| Supplied passage |
Better for Farmers: A trip to West Africa to visit a fair trade cooperative fueled Tom’s desire, not only to make fine chocolate, but also to forward the cause of fairness for cocoa farmers. “Fair Trade is all about the relationship between town and country,” he explained. “About fairness between farmer and consumer, so that farmers get paid a livable wage. This is a much bigger, much bolder issue than chocolate.”

For six years, Tom has been visiting the villages of West Africa, bringing accurate scales, dryness meters and storage bags, and helping to build new roofs and wells for some of the more than 2.5 million cocoa farmers there. Project Hope and Fairness, a 501(c)3 charitable organization co-organized by Tom and three others, is the newest contribution to a now-global effort to assist third-world farmers.

“My goal is to bring new customers by Direct Trade, where there are even fewer middlemen than with Fair Trade,” said Tom. “But that’s a goal yet to be achieved.”

Better for Children: Buying fair trade chocolate ensures that we do not contribute to the inhumane practices pervasive in some parts of the chocolate manufacturing industry. More than 15,000 child-slaves work on cocoa plantations in the Ivory Coast, according to the U.S. State Department.

“There are over 200,000 children of cocoa farmers who have never been to school,” Eve elaborated. “And there is no access to affordable medicine should the child of a cocoa farmer contract malaria.”

Fair trade-certified cocoa comes only from certified farmers’ cooperatives, organized to strengthen their farmer-members economically so that they can provide for their families and educate their children.

Better for the Earth: Buying certified organic, fair trade chocolate also protects the environment from further damage caused by POPs (persistent organic pollutants) used in mono-crop, plantation-style growing. By contrast, small farmers inter-crop, growing as many as six crops on one small plot, thereby keeping the land fertile and preventing the pollution of lakes and streams.
Better for us: Fair trade organic chocolate is healthier and tastes better than commercial chocolate, because there’s more outreach to small farmers, helping them to improve the quality of their beans. All of which makes fair trade, organic chocolate better for us.

With a mission to “link the world through chocolate,” the Neuhauses envisioned a globe of the earth dripping with chocolate. That image became their logo, and Sweet Earth the name that grew naturally out of that.

A plush sofa and whimsical, hand-painted furniture give the retail shop a warm and welcoming feel. All of the pieces are recycled, and Eve herself did the painting. Chocolate ephemera such as records, trading cards, postcards, books, and CDs fill the shelves and tease the senses of all who enter. A scatter of toys and books on a low table, including Eve’s own Journey to Mythaca, invite children to play or read while parents shop. “We want to encourage people to come in and sit awhile,” said Eve. “And they do!”

As if on cue, a young woman steps in to ask whether Sweet Earth carries organic marzipan. “It happens we do,” said Eve, happily producing Tom’s world-class marzipan made fresh from whole, local, organically grown almonds.

Sweet Earth has scheduled a chocolate-tasting this fall that will introduce many of us to the nearly limitless variety of flavor and nuance in the chocolate universe. Cocoa beans grown in a particular place have their own unique taste – with all the subtleties, hints, overtones, and undertones usually reserved for fine wines. “It’s a great way to tour the world,” said Tom. “For example, Madagascar …” he nearly moans with pleasure. “If there’s any one bean worth cultivating, it’s that one.”

| Supplied records |

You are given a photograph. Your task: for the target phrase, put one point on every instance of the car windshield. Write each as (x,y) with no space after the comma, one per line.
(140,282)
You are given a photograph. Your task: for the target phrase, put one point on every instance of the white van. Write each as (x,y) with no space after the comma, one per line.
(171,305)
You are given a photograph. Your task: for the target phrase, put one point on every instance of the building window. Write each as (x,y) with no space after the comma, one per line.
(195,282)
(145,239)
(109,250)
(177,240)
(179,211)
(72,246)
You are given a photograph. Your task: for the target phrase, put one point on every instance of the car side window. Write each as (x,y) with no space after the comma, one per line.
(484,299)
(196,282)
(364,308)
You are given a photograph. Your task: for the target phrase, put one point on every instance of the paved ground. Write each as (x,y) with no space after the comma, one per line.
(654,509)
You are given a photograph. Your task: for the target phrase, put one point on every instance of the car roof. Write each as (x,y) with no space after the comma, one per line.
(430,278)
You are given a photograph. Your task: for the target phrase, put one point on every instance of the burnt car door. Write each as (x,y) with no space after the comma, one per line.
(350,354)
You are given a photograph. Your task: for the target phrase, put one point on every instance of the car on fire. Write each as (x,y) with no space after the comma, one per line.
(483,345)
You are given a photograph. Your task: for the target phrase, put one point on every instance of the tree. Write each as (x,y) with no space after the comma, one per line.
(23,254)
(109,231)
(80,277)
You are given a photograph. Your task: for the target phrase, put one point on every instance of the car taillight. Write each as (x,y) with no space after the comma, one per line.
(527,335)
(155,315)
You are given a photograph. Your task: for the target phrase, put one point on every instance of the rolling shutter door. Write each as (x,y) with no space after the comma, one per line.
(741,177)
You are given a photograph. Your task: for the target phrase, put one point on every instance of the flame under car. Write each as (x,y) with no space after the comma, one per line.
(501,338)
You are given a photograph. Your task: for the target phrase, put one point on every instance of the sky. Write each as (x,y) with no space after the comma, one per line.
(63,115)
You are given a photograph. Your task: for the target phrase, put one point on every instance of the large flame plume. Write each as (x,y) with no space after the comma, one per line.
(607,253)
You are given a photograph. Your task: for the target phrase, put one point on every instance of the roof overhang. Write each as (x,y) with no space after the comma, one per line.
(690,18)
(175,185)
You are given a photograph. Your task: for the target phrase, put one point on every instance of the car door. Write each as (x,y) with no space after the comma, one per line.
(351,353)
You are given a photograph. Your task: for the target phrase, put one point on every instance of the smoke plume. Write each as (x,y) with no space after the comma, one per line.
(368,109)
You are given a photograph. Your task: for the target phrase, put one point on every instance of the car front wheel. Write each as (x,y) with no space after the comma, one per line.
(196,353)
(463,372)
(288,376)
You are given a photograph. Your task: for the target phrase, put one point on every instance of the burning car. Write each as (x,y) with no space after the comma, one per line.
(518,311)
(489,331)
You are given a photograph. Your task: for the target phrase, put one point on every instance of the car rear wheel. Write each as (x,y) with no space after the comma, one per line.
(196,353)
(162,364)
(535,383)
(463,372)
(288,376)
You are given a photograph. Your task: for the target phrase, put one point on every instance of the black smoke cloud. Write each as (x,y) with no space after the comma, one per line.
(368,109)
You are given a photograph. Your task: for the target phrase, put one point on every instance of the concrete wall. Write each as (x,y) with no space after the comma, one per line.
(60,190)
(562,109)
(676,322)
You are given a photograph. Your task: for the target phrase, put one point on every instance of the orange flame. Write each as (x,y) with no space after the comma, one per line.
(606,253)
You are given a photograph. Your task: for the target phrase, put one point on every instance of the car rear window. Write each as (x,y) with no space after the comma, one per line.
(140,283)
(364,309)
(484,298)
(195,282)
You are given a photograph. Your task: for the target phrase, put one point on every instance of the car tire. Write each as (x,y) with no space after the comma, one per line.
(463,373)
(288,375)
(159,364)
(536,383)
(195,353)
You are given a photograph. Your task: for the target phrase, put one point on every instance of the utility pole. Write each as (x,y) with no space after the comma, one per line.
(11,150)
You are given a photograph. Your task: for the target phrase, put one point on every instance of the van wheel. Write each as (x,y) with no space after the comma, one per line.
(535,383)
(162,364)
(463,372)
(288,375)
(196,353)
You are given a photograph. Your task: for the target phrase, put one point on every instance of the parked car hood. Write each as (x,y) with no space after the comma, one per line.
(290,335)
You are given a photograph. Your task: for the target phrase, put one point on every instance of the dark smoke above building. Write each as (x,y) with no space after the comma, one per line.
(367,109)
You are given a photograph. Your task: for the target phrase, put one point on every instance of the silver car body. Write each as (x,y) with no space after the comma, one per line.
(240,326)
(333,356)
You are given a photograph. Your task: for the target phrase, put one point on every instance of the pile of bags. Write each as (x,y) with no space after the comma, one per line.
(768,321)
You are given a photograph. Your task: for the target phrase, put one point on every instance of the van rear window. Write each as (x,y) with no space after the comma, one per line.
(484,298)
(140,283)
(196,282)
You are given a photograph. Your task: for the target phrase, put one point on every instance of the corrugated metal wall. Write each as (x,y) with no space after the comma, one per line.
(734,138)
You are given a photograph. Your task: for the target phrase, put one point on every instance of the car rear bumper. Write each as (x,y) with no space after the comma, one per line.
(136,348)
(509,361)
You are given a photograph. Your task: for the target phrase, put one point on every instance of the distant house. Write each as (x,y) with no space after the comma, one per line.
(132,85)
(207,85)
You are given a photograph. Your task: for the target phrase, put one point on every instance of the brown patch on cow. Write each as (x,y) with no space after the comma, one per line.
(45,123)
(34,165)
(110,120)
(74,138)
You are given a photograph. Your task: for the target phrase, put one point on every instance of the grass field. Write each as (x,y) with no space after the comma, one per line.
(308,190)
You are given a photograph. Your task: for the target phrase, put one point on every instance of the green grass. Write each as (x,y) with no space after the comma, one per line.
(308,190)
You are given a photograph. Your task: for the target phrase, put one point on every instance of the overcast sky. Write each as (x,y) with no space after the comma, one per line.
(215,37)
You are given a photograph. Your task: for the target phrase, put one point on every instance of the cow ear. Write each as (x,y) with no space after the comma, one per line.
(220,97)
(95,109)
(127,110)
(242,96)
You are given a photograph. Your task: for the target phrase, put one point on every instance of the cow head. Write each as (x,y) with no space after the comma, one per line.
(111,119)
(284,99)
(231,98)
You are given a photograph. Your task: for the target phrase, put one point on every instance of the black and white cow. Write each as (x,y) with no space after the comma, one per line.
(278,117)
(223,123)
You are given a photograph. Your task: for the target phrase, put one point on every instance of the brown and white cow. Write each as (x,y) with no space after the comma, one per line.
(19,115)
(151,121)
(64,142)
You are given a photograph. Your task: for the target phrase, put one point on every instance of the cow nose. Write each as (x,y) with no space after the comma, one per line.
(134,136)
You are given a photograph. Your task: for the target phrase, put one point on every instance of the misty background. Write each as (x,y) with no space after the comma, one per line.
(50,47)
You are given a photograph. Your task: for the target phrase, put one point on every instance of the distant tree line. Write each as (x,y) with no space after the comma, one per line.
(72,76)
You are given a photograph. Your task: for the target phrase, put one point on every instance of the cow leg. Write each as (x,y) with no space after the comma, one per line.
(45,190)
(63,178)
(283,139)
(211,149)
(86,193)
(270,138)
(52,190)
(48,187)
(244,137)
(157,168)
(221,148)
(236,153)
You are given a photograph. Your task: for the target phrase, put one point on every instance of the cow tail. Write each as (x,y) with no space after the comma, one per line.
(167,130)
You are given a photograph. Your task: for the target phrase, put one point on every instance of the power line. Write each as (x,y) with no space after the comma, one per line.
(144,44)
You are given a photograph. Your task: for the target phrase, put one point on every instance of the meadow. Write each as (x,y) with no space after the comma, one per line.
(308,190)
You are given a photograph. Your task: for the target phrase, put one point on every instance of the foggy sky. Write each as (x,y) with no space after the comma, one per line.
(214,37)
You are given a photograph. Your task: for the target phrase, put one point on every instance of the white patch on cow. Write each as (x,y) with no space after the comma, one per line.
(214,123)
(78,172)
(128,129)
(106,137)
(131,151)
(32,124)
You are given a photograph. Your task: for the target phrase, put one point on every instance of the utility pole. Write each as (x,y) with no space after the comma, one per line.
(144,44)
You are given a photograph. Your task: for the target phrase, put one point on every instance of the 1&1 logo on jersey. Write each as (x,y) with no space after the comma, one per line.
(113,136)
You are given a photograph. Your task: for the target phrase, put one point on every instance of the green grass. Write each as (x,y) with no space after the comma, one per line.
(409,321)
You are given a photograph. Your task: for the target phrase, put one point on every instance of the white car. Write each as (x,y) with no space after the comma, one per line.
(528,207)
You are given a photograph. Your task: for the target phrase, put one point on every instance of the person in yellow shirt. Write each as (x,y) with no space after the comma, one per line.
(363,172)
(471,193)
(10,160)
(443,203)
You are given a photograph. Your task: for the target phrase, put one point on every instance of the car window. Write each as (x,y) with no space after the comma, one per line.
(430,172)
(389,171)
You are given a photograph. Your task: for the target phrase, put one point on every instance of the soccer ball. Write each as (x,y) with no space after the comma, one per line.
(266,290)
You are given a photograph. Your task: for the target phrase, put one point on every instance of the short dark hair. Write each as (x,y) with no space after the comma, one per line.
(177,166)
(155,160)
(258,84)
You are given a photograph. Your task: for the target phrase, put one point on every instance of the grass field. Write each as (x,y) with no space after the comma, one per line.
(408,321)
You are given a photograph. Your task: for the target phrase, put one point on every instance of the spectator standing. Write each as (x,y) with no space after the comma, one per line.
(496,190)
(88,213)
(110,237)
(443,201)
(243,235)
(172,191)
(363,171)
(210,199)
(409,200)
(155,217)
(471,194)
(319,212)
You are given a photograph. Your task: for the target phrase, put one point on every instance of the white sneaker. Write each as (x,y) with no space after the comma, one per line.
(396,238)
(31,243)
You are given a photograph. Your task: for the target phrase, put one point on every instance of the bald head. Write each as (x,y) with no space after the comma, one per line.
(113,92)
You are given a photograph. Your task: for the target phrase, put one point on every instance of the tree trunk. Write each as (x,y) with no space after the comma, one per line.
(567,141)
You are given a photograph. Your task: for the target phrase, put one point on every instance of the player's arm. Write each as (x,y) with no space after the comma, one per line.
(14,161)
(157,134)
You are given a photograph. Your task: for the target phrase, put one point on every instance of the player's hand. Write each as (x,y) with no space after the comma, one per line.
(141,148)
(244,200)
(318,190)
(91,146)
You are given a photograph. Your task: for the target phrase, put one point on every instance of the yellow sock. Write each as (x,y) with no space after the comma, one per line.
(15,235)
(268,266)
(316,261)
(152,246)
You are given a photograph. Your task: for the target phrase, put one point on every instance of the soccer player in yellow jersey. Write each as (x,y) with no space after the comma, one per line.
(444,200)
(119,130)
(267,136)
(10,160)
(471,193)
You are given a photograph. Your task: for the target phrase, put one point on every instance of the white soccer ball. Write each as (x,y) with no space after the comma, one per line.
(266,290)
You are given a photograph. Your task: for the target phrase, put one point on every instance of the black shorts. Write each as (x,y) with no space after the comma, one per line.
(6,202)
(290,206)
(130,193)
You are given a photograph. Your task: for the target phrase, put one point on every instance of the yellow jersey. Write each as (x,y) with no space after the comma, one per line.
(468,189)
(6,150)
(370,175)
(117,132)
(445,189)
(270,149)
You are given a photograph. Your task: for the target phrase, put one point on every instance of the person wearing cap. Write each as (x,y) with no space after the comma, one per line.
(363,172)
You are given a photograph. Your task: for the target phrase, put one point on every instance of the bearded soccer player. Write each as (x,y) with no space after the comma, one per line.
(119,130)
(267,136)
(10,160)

| Task to carry out |
Render this sentence from the fair trade chocolate article in Spanish: "Fair trade-certified cocoa comes only from certified farmers’ cooperatives, organized to strengthen their farmer-members economically so that they can provide for their families and educate their children."

| Output for this task |
El cacao con certificación de comercio justo proviene únicamente de cooperativas de agricultores certificadas, organizadas para fortalecer económicamente a sus agricultores miembros, de modo que puedan mantener a sus familias y educar a sus hijos.